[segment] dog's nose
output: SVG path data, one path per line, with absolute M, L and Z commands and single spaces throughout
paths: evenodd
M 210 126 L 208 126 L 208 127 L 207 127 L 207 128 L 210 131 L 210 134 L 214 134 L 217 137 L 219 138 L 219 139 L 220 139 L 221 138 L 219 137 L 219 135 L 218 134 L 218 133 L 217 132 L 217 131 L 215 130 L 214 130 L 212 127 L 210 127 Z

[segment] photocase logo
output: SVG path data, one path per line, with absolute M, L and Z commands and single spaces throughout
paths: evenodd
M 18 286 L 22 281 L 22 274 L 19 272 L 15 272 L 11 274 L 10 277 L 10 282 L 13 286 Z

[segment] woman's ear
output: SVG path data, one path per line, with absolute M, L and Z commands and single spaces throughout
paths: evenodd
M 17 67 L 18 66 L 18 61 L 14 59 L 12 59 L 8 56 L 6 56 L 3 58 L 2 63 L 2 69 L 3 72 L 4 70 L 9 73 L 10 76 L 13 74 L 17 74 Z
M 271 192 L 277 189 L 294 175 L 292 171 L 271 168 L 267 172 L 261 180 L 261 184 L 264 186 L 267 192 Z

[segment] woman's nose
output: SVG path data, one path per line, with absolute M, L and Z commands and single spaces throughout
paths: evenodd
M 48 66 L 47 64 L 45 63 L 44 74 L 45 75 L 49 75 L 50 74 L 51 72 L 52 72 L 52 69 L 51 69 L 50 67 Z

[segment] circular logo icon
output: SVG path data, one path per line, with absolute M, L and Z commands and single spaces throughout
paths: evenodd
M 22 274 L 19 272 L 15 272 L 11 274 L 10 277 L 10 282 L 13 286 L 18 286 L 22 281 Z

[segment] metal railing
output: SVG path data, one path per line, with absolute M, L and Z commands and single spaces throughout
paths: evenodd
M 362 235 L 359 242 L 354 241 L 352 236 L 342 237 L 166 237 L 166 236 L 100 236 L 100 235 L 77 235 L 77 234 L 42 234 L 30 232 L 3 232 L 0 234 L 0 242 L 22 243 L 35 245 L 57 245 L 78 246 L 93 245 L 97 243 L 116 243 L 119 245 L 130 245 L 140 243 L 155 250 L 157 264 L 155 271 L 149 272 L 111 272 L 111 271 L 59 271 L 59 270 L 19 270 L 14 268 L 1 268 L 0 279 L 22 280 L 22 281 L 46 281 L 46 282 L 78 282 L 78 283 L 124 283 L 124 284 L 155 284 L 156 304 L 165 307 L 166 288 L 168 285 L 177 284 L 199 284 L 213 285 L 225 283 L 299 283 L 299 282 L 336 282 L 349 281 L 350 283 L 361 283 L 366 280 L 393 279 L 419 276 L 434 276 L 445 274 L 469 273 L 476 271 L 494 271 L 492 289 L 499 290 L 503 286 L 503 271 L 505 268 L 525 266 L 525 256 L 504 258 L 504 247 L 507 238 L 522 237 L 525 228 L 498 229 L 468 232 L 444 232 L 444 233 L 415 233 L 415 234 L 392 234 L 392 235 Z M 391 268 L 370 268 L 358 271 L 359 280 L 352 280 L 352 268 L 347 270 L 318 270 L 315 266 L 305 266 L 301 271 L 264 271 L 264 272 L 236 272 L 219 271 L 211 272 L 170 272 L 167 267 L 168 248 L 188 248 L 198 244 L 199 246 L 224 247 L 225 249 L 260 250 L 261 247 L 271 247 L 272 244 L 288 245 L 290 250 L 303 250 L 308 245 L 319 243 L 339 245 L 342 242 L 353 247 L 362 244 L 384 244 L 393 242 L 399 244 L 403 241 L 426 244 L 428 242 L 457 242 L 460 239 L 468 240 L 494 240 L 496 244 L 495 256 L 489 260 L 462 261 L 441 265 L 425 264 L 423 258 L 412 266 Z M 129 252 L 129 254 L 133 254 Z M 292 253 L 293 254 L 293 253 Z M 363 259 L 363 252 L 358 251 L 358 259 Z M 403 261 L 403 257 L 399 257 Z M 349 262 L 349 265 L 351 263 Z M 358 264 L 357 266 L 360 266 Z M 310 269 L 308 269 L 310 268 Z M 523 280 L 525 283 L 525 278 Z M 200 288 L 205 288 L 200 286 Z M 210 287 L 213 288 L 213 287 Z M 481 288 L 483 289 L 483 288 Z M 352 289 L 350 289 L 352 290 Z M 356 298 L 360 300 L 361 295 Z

-*-

◆ **PROBLEM**: Turn every line of the rows above into a numbered list, one line per item, with the blank lines left out.

◆ **TASK OUTPUT**:
1. [segment] dog's nose
2. output: SVG path data, one path per line, with absolute M, L and Z commands and single spaces throughout
3. paths: evenodd
4. M 210 126 L 208 126 L 208 127 L 207 127 L 207 128 L 210 131 L 210 134 L 214 134 L 217 137 L 219 138 L 219 139 L 220 139 L 221 138 L 219 137 L 219 135 L 218 134 L 218 133 L 217 132 L 217 131 L 215 130 L 214 130 L 212 127 L 210 127 Z
5. [segment] photocase logo
6. output: SVG path data, one path per line, with absolute M, L and Z commands and single spaces throughout
7. paths: evenodd
8. M 18 286 L 22 281 L 22 274 L 19 272 L 15 272 L 11 274 L 10 277 L 10 282 L 13 286 Z
9. [segment] woman's ear
10. output: SVG path data, one path per line, with absolute M, L and Z commands and single spaces throughout
11. paths: evenodd
12. M 17 67 L 18 66 L 18 61 L 14 59 L 12 59 L 8 56 L 6 56 L 3 58 L 2 63 L 2 69 L 3 72 L 4 70 L 9 73 L 10 76 L 13 74 L 17 74 Z
13. M 271 192 L 277 189 L 294 175 L 292 171 L 271 168 L 267 172 L 261 180 L 261 184 L 264 186 L 267 192 Z
14. [segment] woman's nose
15. output: SVG path data, one path per line, with absolute M, L and Z commands and single spaces throughout
16. paths: evenodd
17. M 48 66 L 47 64 L 45 63 L 44 74 L 45 75 L 49 75 L 50 74 L 51 72 L 52 72 L 52 69 L 51 69 L 50 67 Z
18. [segment] circular logo icon
19. output: SVG path data, one path per line, with absolute M, L and Z commands and single spaces throughout
20. paths: evenodd
21. M 22 274 L 19 272 L 15 272 L 11 274 L 10 277 L 10 282 L 13 286 L 18 286 L 22 281 Z
22. [segment] metal railing
23. output: SVG path data, one path per line, with absolute M, L and Z commands and single spaces throughout
24. paths: evenodd
25. M 362 235 L 359 242 L 354 241 L 352 236 L 342 237 L 166 237 L 166 236 L 100 236 L 100 235 L 77 235 L 77 234 L 42 234 L 30 232 L 3 232 L 0 234 L 0 242 L 22 243 L 35 245 L 57 245 L 78 246 L 93 245 L 97 243 L 116 243 L 119 245 L 130 245 L 140 243 L 155 250 L 157 264 L 155 271 L 149 272 L 111 272 L 111 271 L 59 271 L 59 270 L 19 270 L 14 268 L 1 268 L 0 279 L 22 280 L 22 281 L 46 281 L 46 282 L 78 282 L 78 283 L 124 283 L 124 284 L 155 284 L 156 304 L 165 307 L 166 288 L 168 285 L 177 284 L 199 284 L 213 285 L 225 283 L 299 283 L 299 282 L 336 282 L 349 281 L 350 283 L 361 283 L 366 280 L 393 279 L 419 276 L 434 276 L 445 274 L 469 273 L 476 271 L 494 271 L 492 289 L 499 290 L 503 286 L 503 271 L 505 268 L 525 266 L 525 256 L 504 258 L 504 247 L 507 238 L 522 237 L 525 228 L 498 229 L 468 232 L 444 232 L 444 233 L 415 233 L 415 234 L 392 234 L 392 235 Z M 391 268 L 370 268 L 358 271 L 359 280 L 352 280 L 352 268 L 347 270 L 318 270 L 315 266 L 305 266 L 301 271 L 264 271 L 264 272 L 236 272 L 219 271 L 211 272 L 170 272 L 167 267 L 168 248 L 188 248 L 198 244 L 199 246 L 224 247 L 225 249 L 260 250 L 261 247 L 271 247 L 272 244 L 288 245 L 290 250 L 303 250 L 308 245 L 319 243 L 339 245 L 342 242 L 353 247 L 362 244 L 384 244 L 393 242 L 399 244 L 403 241 L 426 244 L 428 242 L 457 242 L 460 239 L 468 240 L 494 240 L 496 244 L 495 256 L 489 260 L 462 261 L 441 265 L 425 264 L 423 258 L 412 266 Z M 129 252 L 129 254 L 133 254 Z M 292 253 L 293 254 L 293 253 Z M 363 259 L 363 252 L 358 251 L 358 259 Z M 403 261 L 403 257 L 399 257 Z M 349 262 L 349 265 L 351 263 Z M 358 264 L 357 266 L 360 266 Z M 310 269 L 308 269 L 310 268 Z M 523 280 L 525 283 L 525 278 Z M 200 288 L 205 288 L 200 286 Z M 210 287 L 213 288 L 213 287 Z M 481 288 L 483 289 L 483 288 Z M 352 289 L 350 289 L 352 290 Z M 356 298 L 360 300 L 361 295 Z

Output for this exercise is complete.